Assignment -> From the line that contains "of the seated" to the final line of the entries below, write out every line exactly as it appears, and nothing else.

Provided entries ->
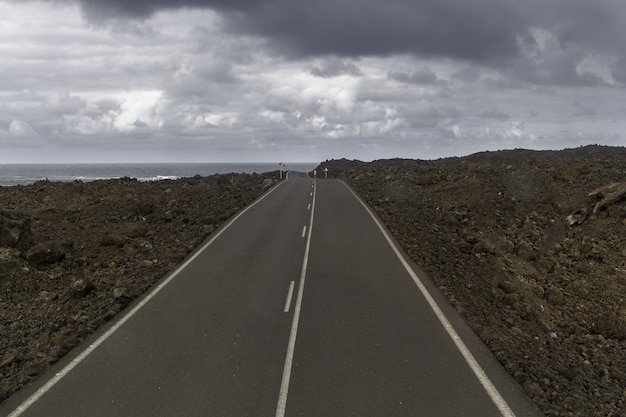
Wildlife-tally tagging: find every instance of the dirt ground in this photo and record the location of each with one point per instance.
(530, 247)
(72, 255)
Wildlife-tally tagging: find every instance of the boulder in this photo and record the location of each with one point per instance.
(14, 229)
(45, 254)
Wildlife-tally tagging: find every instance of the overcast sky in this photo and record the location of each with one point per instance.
(291, 80)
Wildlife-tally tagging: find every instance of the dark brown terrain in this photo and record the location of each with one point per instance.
(72, 255)
(529, 246)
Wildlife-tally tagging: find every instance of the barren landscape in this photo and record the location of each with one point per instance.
(529, 246)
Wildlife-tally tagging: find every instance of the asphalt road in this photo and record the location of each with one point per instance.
(301, 305)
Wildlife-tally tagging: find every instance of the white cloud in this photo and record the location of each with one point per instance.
(177, 80)
(22, 129)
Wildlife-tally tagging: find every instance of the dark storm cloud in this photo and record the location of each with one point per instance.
(334, 67)
(473, 30)
(421, 76)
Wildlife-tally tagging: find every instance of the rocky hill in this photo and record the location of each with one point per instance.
(530, 247)
(72, 255)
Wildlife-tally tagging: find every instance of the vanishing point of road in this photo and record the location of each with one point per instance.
(301, 305)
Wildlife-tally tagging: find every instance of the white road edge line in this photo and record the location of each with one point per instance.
(78, 359)
(284, 385)
(491, 390)
(289, 296)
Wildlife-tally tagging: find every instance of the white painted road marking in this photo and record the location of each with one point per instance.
(78, 359)
(289, 296)
(284, 385)
(491, 390)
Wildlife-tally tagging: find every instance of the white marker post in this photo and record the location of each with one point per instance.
(281, 166)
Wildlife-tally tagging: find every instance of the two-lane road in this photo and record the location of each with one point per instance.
(300, 306)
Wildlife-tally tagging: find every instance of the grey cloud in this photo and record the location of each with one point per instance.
(494, 114)
(473, 30)
(334, 67)
(421, 76)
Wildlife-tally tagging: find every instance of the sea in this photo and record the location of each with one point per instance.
(24, 174)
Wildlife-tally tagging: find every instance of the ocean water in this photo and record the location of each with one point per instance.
(24, 174)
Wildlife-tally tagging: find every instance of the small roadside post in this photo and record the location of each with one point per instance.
(281, 166)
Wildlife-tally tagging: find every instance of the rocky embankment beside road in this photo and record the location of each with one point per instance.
(73, 255)
(530, 247)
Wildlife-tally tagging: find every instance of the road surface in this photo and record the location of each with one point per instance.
(301, 305)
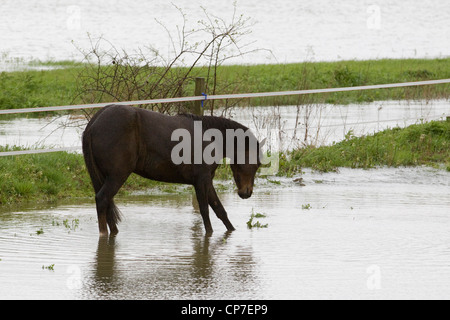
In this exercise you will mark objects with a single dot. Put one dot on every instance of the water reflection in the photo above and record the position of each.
(209, 267)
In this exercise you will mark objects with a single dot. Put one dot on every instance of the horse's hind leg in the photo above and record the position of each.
(107, 212)
(201, 191)
(218, 208)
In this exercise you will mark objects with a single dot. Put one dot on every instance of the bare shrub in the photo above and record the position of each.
(112, 74)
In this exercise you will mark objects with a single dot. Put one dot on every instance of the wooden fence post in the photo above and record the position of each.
(200, 87)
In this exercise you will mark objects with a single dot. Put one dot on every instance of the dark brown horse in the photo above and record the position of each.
(120, 140)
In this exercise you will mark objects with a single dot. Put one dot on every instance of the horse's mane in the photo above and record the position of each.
(220, 123)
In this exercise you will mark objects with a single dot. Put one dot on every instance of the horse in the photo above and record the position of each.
(120, 140)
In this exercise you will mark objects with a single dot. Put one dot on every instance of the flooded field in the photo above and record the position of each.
(294, 126)
(356, 234)
(293, 31)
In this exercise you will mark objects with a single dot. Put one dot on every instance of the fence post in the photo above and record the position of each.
(200, 88)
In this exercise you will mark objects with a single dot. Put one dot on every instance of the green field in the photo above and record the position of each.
(59, 86)
(63, 175)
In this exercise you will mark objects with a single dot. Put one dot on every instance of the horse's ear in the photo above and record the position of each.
(261, 144)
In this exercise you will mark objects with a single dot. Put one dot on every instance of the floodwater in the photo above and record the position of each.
(288, 126)
(289, 30)
(356, 234)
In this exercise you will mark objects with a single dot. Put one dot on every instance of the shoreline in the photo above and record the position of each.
(59, 86)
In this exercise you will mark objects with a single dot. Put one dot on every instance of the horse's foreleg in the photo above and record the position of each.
(201, 191)
(218, 208)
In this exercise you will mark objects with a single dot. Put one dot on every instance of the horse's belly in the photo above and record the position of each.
(164, 171)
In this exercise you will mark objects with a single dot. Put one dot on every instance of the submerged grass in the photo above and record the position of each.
(22, 89)
(52, 176)
(419, 144)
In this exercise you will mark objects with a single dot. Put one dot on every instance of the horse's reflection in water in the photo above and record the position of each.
(150, 276)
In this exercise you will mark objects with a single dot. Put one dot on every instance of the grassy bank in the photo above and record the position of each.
(53, 176)
(420, 144)
(61, 175)
(59, 86)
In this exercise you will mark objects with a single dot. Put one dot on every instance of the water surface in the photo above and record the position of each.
(375, 234)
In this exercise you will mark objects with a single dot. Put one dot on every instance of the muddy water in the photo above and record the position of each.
(294, 126)
(374, 234)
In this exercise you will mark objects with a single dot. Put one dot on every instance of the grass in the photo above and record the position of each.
(257, 224)
(419, 144)
(61, 175)
(33, 88)
(53, 176)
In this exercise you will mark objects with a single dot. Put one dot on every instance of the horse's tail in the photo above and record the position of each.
(113, 214)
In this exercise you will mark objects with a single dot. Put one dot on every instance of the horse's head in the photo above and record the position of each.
(245, 166)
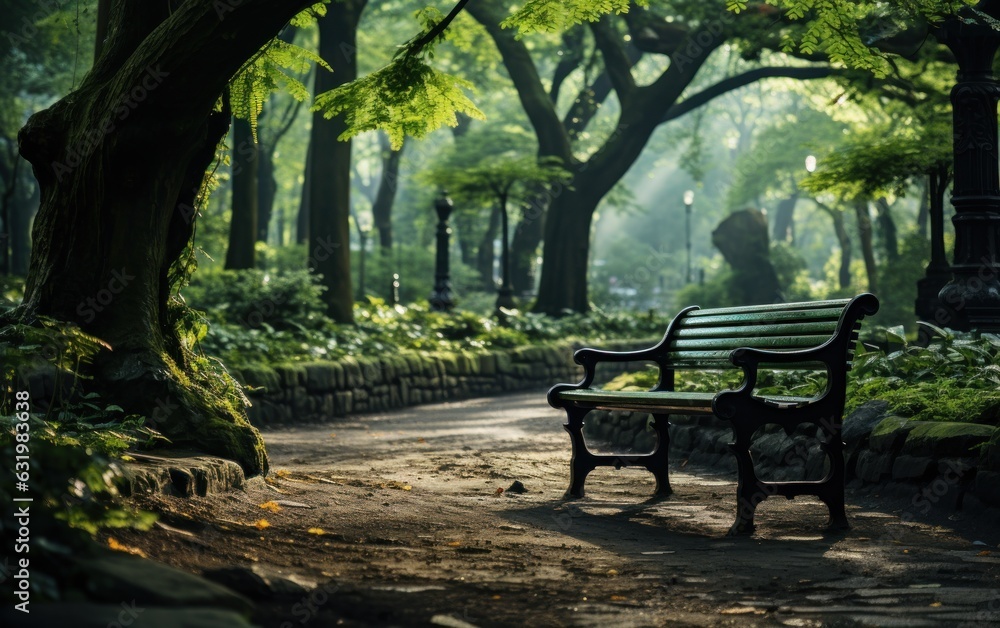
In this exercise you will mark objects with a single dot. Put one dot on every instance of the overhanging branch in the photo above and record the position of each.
(735, 82)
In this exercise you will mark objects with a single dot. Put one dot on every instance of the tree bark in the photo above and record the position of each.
(240, 255)
(865, 236)
(563, 286)
(524, 248)
(20, 235)
(302, 218)
(329, 176)
(115, 214)
(887, 227)
(386, 195)
(784, 219)
(486, 255)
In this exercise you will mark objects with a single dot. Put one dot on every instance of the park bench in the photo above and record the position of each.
(817, 336)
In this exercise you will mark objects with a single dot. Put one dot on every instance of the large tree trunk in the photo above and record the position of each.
(302, 217)
(887, 228)
(861, 210)
(24, 208)
(243, 224)
(329, 176)
(524, 247)
(784, 219)
(386, 195)
(119, 163)
(486, 255)
(567, 246)
(844, 272)
(267, 188)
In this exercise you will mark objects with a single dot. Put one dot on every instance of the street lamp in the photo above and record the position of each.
(441, 299)
(364, 224)
(688, 202)
(971, 300)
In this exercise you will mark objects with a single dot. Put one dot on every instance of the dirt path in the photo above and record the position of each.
(399, 520)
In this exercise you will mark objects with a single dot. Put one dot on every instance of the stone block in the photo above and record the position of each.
(913, 468)
(319, 377)
(860, 423)
(889, 434)
(874, 466)
(945, 439)
(987, 487)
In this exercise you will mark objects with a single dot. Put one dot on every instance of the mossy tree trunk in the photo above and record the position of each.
(119, 162)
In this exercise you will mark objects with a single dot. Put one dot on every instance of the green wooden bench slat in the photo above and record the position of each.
(836, 304)
(759, 342)
(824, 332)
(827, 328)
(661, 400)
(718, 320)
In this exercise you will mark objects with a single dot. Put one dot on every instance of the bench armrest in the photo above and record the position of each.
(589, 359)
(753, 358)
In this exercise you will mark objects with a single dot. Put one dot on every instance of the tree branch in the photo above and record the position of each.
(552, 138)
(616, 63)
(439, 28)
(735, 82)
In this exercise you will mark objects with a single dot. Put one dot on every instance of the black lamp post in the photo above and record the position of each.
(441, 299)
(688, 202)
(971, 300)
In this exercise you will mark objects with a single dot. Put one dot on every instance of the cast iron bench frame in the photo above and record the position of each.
(817, 336)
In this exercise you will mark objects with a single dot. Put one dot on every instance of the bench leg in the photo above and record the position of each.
(659, 460)
(582, 462)
(833, 489)
(749, 491)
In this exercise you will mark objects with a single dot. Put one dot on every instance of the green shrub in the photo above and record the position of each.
(258, 300)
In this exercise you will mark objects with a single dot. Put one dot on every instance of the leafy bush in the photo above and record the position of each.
(259, 300)
(957, 378)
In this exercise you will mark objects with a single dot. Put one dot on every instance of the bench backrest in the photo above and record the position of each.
(700, 338)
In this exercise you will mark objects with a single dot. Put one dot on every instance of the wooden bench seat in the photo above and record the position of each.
(812, 336)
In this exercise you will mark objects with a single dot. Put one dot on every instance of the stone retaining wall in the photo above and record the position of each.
(941, 461)
(318, 391)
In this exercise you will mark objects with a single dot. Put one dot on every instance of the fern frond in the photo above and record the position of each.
(274, 68)
(552, 16)
(406, 97)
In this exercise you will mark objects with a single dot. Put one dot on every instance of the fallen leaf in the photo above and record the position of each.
(119, 547)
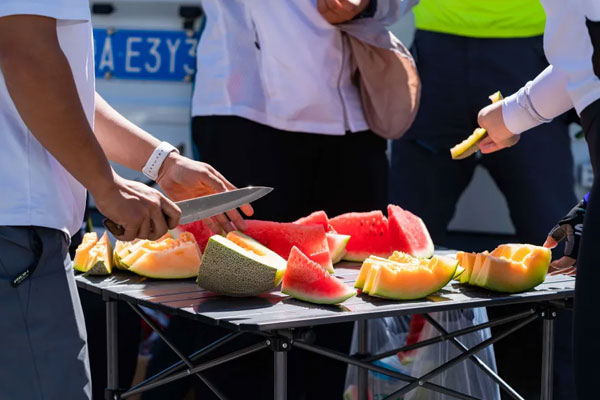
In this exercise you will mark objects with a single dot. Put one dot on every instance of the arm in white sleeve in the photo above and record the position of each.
(538, 102)
(592, 9)
(390, 11)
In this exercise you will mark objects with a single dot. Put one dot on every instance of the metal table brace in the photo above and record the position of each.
(281, 341)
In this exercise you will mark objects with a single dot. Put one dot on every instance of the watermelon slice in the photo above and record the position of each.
(316, 218)
(337, 245)
(369, 234)
(304, 279)
(200, 231)
(281, 237)
(408, 233)
(336, 242)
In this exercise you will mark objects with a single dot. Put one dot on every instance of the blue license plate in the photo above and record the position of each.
(145, 54)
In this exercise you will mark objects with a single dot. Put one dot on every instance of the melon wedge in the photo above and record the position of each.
(168, 259)
(305, 280)
(406, 278)
(238, 265)
(409, 282)
(513, 268)
(83, 251)
(93, 256)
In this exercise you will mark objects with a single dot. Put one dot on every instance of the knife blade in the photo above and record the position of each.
(214, 204)
(207, 206)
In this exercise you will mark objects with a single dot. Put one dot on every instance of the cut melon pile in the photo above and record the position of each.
(238, 265)
(93, 256)
(372, 234)
(306, 280)
(403, 277)
(510, 268)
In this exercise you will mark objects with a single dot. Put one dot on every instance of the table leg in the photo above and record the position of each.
(112, 351)
(363, 349)
(280, 363)
(548, 317)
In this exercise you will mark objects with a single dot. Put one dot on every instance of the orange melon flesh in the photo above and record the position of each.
(83, 251)
(93, 256)
(413, 281)
(513, 268)
(168, 259)
(466, 261)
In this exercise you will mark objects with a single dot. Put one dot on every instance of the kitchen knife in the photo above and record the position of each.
(207, 206)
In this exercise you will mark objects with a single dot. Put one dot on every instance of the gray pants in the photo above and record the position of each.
(43, 350)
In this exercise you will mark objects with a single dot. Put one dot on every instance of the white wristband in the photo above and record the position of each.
(159, 155)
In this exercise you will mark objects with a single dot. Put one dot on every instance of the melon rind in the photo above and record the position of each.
(231, 270)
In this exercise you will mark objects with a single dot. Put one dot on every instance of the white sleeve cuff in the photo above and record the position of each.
(516, 115)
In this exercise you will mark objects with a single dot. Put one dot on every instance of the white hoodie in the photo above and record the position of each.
(279, 63)
(570, 80)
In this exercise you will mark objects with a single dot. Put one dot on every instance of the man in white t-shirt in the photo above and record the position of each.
(50, 151)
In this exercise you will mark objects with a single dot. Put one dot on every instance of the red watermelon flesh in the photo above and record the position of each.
(369, 234)
(408, 233)
(200, 231)
(337, 245)
(304, 279)
(282, 236)
(316, 218)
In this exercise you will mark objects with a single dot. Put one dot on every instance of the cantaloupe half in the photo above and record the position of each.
(512, 268)
(407, 278)
(166, 259)
(93, 256)
(238, 265)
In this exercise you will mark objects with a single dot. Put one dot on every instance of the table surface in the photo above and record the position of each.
(275, 310)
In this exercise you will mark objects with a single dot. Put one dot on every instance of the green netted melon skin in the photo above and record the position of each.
(230, 270)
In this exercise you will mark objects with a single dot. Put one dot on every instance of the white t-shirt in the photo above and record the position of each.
(279, 63)
(34, 188)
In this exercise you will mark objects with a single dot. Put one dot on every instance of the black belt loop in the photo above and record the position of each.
(36, 248)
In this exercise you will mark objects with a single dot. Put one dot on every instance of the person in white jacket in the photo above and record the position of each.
(274, 105)
(572, 46)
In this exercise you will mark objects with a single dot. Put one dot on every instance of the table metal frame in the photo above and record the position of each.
(281, 339)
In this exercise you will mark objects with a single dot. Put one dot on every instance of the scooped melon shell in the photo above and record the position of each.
(230, 269)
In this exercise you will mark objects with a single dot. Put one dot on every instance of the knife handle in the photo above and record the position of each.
(115, 229)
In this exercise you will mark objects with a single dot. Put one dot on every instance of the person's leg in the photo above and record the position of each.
(423, 177)
(249, 153)
(43, 350)
(586, 325)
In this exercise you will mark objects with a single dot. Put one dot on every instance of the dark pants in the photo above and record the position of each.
(458, 74)
(309, 172)
(586, 326)
(43, 351)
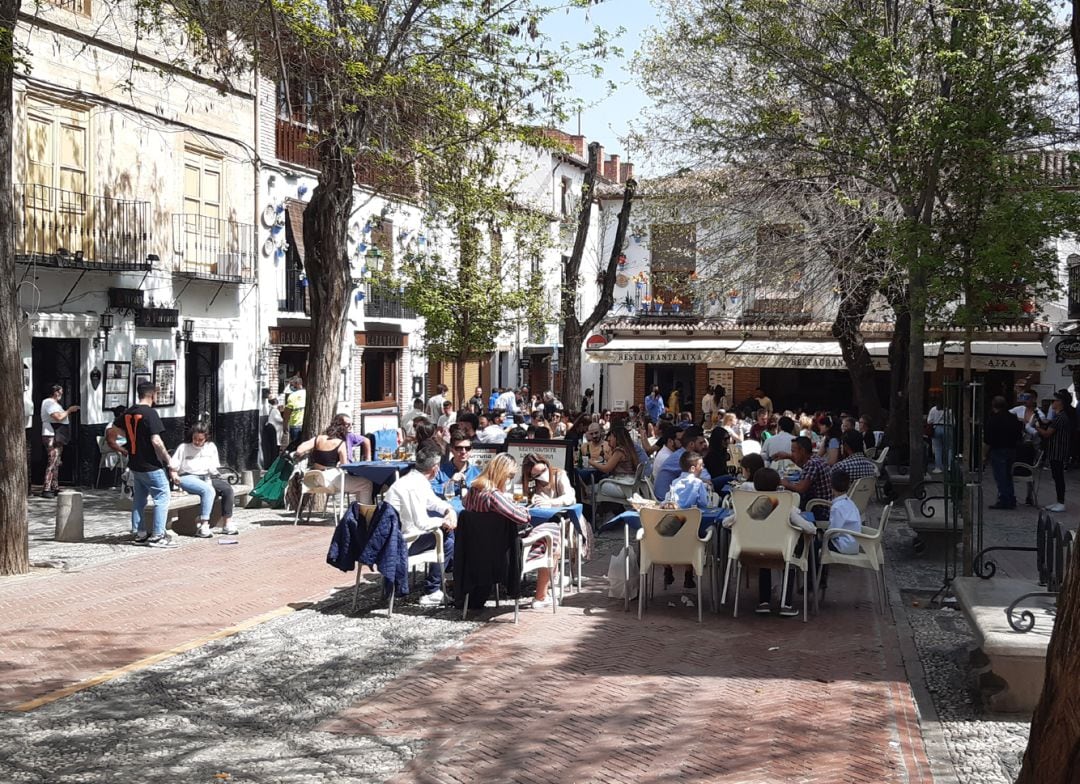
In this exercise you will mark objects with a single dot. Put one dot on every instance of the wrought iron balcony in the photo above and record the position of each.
(62, 228)
(381, 302)
(213, 248)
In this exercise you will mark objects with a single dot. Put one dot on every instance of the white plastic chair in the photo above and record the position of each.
(329, 483)
(683, 548)
(109, 459)
(871, 554)
(771, 539)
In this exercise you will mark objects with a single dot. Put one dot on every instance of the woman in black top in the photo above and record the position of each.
(1057, 432)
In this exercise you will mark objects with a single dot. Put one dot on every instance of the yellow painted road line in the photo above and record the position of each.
(143, 663)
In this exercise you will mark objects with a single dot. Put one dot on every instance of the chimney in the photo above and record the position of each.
(611, 169)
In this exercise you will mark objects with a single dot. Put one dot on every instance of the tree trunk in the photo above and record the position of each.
(329, 284)
(916, 380)
(846, 329)
(14, 544)
(898, 381)
(1053, 745)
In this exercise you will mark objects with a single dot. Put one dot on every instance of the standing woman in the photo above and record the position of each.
(55, 434)
(1058, 432)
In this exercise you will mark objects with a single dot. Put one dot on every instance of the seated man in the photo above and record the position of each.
(813, 483)
(421, 512)
(457, 471)
(853, 461)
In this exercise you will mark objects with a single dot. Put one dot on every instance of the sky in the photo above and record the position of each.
(606, 118)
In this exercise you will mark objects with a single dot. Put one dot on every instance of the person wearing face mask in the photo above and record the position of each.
(547, 486)
(491, 492)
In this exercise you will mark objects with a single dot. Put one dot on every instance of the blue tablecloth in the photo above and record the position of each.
(633, 521)
(543, 514)
(379, 472)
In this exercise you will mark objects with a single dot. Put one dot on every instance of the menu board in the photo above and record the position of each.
(554, 450)
(117, 384)
(164, 377)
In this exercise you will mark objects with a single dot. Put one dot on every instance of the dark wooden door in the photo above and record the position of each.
(203, 364)
(55, 361)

Result for this task ->
In this exercise you will mark objects with a single dot. Put one dot on every instance of the seated man in the photo above and record the position of each.
(813, 483)
(421, 512)
(457, 471)
(853, 461)
In this exercise you will mark objects with a single dot. Put one dot on every instance of the sky in the photo above and record the position of each.
(606, 118)
In this exercise you will mark objects with a single dot. Put one dot on every instance of the person wearing face mask in the photo above and record the position of each.
(547, 486)
(491, 492)
In this exercise you will mark objects with a single dot. Put one dot on every instance of the blue tablecloth in the photo above and record the position of each.
(633, 521)
(543, 514)
(379, 472)
In this exercise you will mark objects with a single dot. Put one dot on every instance of the menu board in the photo above and record the position of each.
(554, 450)
(117, 384)
(164, 377)
In this exercise you will mark objects with a single dot. Put one dot on every instance of the dark wooden door in the photo above and record the position of each.
(203, 364)
(55, 361)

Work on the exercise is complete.